● **Set task**: Copy every row below word for word, keeping each line and its characters unchanged.
•••
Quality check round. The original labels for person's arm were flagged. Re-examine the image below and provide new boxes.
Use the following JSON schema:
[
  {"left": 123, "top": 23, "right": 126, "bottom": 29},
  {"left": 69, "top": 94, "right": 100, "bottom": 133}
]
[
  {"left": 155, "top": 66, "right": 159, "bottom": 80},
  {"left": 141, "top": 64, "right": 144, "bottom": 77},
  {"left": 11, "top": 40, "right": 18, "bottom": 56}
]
•••
● **Exercise response**:
Quality check round. The original labels for person's arm were flagged. Re-examine the image below and provide new boxes.
Use the following JSON schema:
[
  {"left": 123, "top": 23, "right": 126, "bottom": 29},
  {"left": 69, "top": 94, "right": 100, "bottom": 133}
]
[
  {"left": 155, "top": 66, "right": 159, "bottom": 80},
  {"left": 141, "top": 64, "right": 144, "bottom": 77},
  {"left": 11, "top": 40, "right": 18, "bottom": 56}
]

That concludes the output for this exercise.